● **REQUIRED TASK A**
In the cloud-detection notebook excerpt, use the baseline test confusion matrix to explain why the baseline test accuracy is 0.6086956521739131.
● **REQUIRED TASK B**
Which two model types does the grid search in the cloud-detection notebook excerpt try?
● **REQUIRED TASK C**
Continue the cloud-detection notebook excerpt from the point where it stops.

>> Start DOCUMENT TEXT

Baseline model results:
train confusion matrix
[[32  0]
 [21  0]]
0.6037735849056604
test confusion matrix
[[14  0]
 [ 9  0]]
0.6086956521739131


In [15]:
grid_search_parameters = {
    "model": [LogisticRegression, DecisionTreeClassifier],
    "pca_n_components": range(1,10),
    "location": [loc for loc in Location]
}

In [16]:
for location in grid_search_parameters["location"]:
    loc_train_mask = train_df["location"] == location.value
    loc_test_mask = test_df["location"] == location.value

    feature_columns_to_fit = uncorrelated_features + ["location"]

    X_train = train_df[loc_train_mask][feature_columns_to_fit]
    y_train = train_df[loc_train_mask]["clouds"].astype(int)
    X_test = test_df[loc_test_mask][feature_columns_to_fit]
    y_test = test_df[loc_test_mask]["clouds"].astype(int)
    for mod in grid_search_parameters["model"]:
        for pca_n_components in grid_search_parameters["pca_n_components"]:
            locations = [location]
            linear_models = {location: mod()}
            pca_n_components_dict = {location: pca_n_components}

            model = Natura2000CloudDetectionModel(model_type=ModelType.LINEAR_MODEL, locations=locations, linear_models=linear_models, pca_n_components=pca_n_components_dict)
            model.fit(X_train, y_train)

            y_pred_train = model.predict(X_train)
            y_pred_test = model.predict(X_test)

            print(f"Parameters: location: {location}, linear_model = {mod}, pca_n_components = {pca_n_components}")
            print(f"Train accuracy: {accuracy_score(y_train, y_pred_train)}")
            print(f"Test accuracy: {accuracy_score(y_test, y_pred_test)}")

>> End DOCUMENT TEXT
>> Start DATASET

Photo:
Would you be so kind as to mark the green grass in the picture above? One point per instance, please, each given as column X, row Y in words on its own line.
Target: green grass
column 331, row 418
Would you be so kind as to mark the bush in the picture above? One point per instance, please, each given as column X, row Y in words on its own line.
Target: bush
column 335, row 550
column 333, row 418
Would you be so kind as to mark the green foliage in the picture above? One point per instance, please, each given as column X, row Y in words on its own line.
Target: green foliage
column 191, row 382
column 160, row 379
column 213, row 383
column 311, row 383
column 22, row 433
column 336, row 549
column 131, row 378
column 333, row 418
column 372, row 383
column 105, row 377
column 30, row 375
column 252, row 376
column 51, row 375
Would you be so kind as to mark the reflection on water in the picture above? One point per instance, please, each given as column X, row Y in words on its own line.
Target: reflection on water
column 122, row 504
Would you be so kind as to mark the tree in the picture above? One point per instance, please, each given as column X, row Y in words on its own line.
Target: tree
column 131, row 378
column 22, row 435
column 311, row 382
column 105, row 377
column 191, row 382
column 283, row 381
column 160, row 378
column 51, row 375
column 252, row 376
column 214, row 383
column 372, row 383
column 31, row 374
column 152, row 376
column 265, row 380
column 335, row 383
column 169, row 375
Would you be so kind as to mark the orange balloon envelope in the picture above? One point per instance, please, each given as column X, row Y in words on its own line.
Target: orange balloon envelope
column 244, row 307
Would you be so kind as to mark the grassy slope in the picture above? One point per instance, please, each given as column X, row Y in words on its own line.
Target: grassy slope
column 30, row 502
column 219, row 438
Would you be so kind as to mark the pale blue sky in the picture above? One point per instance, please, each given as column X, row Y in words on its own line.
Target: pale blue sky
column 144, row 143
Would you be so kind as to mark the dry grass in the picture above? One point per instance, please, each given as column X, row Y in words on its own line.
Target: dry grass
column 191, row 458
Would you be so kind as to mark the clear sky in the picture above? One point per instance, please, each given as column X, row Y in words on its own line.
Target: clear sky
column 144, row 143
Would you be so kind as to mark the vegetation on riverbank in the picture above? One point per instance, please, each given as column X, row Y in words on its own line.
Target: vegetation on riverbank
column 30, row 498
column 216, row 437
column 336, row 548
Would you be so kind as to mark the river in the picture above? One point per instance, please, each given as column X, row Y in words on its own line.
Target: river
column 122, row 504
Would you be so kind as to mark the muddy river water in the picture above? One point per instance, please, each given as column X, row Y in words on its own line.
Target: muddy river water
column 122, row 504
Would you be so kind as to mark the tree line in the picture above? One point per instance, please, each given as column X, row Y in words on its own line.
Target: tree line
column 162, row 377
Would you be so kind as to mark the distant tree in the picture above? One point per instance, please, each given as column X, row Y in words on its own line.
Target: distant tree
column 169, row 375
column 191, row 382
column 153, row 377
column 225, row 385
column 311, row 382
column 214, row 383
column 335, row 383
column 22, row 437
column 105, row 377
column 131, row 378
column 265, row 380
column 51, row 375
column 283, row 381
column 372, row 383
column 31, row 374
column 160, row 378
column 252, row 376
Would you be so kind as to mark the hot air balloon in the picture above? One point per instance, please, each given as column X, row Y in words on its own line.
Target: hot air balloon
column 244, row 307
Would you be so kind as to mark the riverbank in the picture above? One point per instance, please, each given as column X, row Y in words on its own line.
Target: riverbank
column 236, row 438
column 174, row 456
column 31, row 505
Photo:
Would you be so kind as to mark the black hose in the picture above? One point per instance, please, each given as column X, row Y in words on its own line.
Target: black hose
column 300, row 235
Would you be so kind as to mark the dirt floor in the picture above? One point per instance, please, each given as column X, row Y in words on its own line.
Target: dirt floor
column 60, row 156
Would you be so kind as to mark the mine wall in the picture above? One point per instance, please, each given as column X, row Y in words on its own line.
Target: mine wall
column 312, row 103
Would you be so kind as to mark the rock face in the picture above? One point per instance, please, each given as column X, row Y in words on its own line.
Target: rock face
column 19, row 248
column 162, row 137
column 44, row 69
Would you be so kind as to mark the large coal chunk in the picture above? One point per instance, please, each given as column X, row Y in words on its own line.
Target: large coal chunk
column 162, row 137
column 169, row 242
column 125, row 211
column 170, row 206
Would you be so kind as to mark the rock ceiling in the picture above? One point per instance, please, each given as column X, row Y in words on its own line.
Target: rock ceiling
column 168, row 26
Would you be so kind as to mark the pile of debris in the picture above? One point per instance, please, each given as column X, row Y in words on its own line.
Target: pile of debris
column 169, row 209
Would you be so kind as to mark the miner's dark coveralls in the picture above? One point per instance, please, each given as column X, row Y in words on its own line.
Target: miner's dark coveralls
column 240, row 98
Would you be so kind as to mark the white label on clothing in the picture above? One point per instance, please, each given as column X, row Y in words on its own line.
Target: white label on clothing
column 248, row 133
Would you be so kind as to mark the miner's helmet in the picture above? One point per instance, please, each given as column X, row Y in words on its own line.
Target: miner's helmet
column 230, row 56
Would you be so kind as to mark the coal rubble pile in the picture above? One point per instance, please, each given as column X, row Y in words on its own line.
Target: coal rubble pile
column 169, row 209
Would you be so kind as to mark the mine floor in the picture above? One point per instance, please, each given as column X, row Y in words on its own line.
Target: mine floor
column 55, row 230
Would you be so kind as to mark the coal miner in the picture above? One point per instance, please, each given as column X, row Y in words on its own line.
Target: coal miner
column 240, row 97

>> End DATASET

● **EXERCISE OUTPUT A**
All 23 test cases fall in the first column, so the baseline gives every case the same prediction. Only the 14 cases on the diagonal are correct and the 9 in the second row are wrong, so the accuracy is 14/23, or about 0.6087.

● **EXERCISE OUTPUT B**
LogisticRegression and DecisionTreeClassifier.

● **EXERCISE OUTPUT C**
Parameters: location: Location.COEPELDUYNEN, linear_model = <class 'sklearn.linear_model._logistic.LogisticRegression'>, pca_n_components = 1
Train accuracy: 0.7368421052631579
Test accuracy: 1.0
Parameters: location: Location.COEPELDUYNEN, linear_model = <class 'sklearn.linear_model._logistic.LogisticRegression'>, pca_n_components = 2
Train accuracy: 0.8421052631578947
Test accuracy: 1.0
Parameters: location: Location.COEPELDUYNEN, linear_model = <class 'sklearn.linear_model._logistic.LogisticRegression'>, pca_n_components = 3
Train accuracy: 0.8947368421052632
Test accuracy: 1.0
Parameters: location: Location.COEPELDUYNEN, linear_model = <class 'sklearn.linear_model._logistic.LogisticRegression'>, pca_n_components = 4
Train accuracy: 0.9473684210526315
Test accuracy: 0.9
Parameters: location: Location.COEPELDUYNEN, linear_model = <class 'sklearn.linear_model._logistic.LogisticRegression'>, pca_n_components = 5
Train accuracy: 0.9473684210526315
Test accuracy: 1.0
Parameters: location

In [17]:
# Best performing outcomes per Location:
# Coepelduynen -> LogisticRegression, pca_n_components = 5
# Duinen Goeree Kwade Hoek -> LogisticRegression, pca_n_components = 6
# Voornes Duin -> LogisticRegression, pca_n_components = 5

In [18]:
feature_columns_to_fit = uncorrelated_features + ["location"]
X_train = train_df[feature_columns_to_fit]
y_train = train_df["clouds"].astype(int)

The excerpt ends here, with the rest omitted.